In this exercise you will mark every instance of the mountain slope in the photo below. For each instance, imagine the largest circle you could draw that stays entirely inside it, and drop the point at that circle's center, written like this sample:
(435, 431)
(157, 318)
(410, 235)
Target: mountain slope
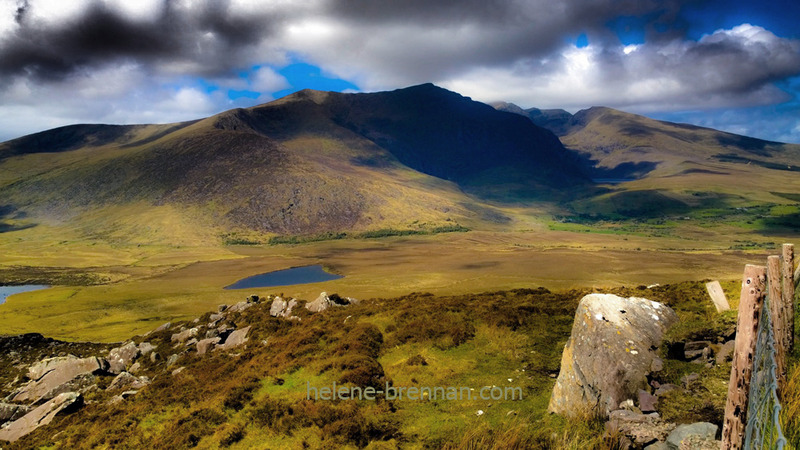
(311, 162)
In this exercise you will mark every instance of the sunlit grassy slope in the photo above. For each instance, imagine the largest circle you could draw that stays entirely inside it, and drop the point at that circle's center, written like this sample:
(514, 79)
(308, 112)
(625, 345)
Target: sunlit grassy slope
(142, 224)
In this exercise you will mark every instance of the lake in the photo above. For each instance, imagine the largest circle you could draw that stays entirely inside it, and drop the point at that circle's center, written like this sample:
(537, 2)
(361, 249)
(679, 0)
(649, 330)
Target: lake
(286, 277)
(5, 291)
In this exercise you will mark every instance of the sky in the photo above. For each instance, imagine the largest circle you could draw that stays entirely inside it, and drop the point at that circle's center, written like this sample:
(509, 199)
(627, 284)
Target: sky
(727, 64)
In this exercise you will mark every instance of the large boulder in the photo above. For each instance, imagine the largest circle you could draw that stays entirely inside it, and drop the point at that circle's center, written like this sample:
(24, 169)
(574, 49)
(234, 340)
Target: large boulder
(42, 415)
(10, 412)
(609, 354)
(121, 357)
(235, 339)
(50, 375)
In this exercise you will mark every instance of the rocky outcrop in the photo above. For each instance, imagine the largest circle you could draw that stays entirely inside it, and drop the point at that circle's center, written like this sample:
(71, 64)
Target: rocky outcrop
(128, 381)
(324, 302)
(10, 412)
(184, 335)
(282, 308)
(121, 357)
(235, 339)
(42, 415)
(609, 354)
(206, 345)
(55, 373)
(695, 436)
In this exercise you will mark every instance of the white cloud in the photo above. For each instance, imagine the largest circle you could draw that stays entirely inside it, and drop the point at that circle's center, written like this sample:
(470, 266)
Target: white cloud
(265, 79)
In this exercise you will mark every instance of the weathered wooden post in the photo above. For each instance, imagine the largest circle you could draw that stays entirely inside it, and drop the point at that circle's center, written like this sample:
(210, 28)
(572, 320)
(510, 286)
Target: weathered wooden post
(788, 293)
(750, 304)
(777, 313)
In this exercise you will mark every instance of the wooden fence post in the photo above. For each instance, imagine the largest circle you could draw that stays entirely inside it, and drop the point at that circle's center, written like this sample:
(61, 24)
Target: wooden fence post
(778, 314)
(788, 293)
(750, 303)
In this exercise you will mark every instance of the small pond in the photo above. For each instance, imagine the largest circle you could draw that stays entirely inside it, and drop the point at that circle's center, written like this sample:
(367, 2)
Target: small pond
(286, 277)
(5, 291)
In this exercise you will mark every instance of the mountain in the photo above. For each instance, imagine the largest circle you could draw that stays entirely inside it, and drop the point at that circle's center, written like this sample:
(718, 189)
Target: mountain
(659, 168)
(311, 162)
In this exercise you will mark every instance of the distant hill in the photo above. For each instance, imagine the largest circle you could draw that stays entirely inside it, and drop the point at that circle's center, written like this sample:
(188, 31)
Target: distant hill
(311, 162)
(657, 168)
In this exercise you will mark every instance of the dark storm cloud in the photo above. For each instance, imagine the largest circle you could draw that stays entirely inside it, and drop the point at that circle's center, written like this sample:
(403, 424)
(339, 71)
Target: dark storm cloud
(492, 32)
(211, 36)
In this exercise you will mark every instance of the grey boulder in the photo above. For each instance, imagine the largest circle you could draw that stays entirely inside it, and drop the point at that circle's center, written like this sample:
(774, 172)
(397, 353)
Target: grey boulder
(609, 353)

**Aim**
Give the entries again without a single change, but with no pictures.

**Answer to this problem**
In this exercise you will mark every instance of the mountain slope in the photo below. For each instance, imagine the largest circle you could draw that stays entirely inside it, and drop the point at that circle's center, written like this sample:
(435, 431)
(157, 318)
(410, 235)
Target: mountain slope
(311, 162)
In this exercise you will mark every instance of the sunlit grassy slope in the photo above. For each instance, imagine the largest circle you could draw that stays entirely inside it, and drop the point at that circle's center, written like this sample:
(514, 79)
(308, 112)
(625, 345)
Target: sunlit grassy slope
(142, 224)
In this exercise you will mark every instance of the lake in the photo above. For each instance, imagine the largest circle you could draw that stays entirely inside it, and drop the point at that circle's center, written like this sample:
(537, 2)
(361, 249)
(679, 0)
(649, 330)
Target: lake
(286, 277)
(5, 291)
In this exercise you will mark every instance of the sky in the photo above. For each instance, imagine the largest circle you could draw that stays entirely inside it, and drop the point at that circle's center, written like this sample:
(509, 199)
(627, 284)
Target: sky
(727, 64)
In this exercise you will mark every instance of the large boulder in the photo above. For each instance, imagine the largest circle you could draw that stays entirely inside it, and drop the point at that circle's center, written like this sample:
(24, 169)
(574, 49)
(234, 340)
Target: large boulder
(42, 415)
(10, 412)
(609, 354)
(121, 357)
(235, 339)
(50, 375)
In this exercise you will mark every instance of the rocky outcrop in the photo above. For each instance, imagine the largest circle you could draw that stays entirely inside it, and drop the point at that circle's center, written like this sample:
(71, 64)
Target: rocky outcrop
(128, 381)
(324, 302)
(10, 412)
(184, 335)
(282, 308)
(121, 357)
(235, 339)
(42, 415)
(609, 354)
(206, 345)
(55, 373)
(695, 436)
In this exercise you will mark every instance of the white cloud in the photo above. For each instance, imagine the largest circle you could draw that stays entirely inside it, and drop the point at that circle's center, written like this sample:
(470, 266)
Target: white cloud
(265, 79)
In this exercise you will mark every instance of the weathered wooden post in the photo above. For each instance, imagine the largest circle you could draw that stays entirely inside it, and drop the point at that circle's center, written like this sample:
(210, 28)
(572, 320)
(510, 286)
Target: weathered wooden post
(788, 293)
(750, 304)
(777, 313)
In this exercise you will mark every instance of the wooden fence post in the photo above. For each instance, imagine the largest circle you could draw that stays entirely inside it, and drop the point at that circle's center, written like this sample:
(61, 24)
Target: wooden fence post
(778, 314)
(788, 293)
(750, 303)
In this exercise you will mark every instance of the small pond in the photo above. For each instance, imagine the largest circle you could draw that stays entirely inside it, and drop the point at that circle's center, written like this sample:
(367, 2)
Target: small pond
(286, 277)
(5, 291)
In this exercise you will mark every instance of the mountain in the photo above. For each instance, imagine the largest circle you could draw that stays entirely inside it, and drop the point at that circle's center, written like this sample:
(718, 189)
Target: mountain
(659, 168)
(311, 162)
In this exercise you will mark every instance of the distant hill in the photo above. For each instance, imagine the largest circle you could draw that stays entirely inside it, and drop the point at that circle's center, written like this sample:
(188, 31)
Target: distant hill
(311, 162)
(657, 168)
In this exercise you will mark every instance of the dark storm cloud in the photo above. For each instance, imagine the largest circle you could draw that stays entirely inside it, and drop the point at that circle's center, written like this sample:
(403, 424)
(339, 71)
Target: dark storm cloud
(492, 32)
(211, 36)
In this exercise you will mark every instance of the grey boulder in the photo above. For each instance, imagine the largest circle you could draw that stays entirely inside it, and drop the point at that circle's center, written like this sample:
(774, 172)
(397, 353)
Target: grey boulder
(609, 353)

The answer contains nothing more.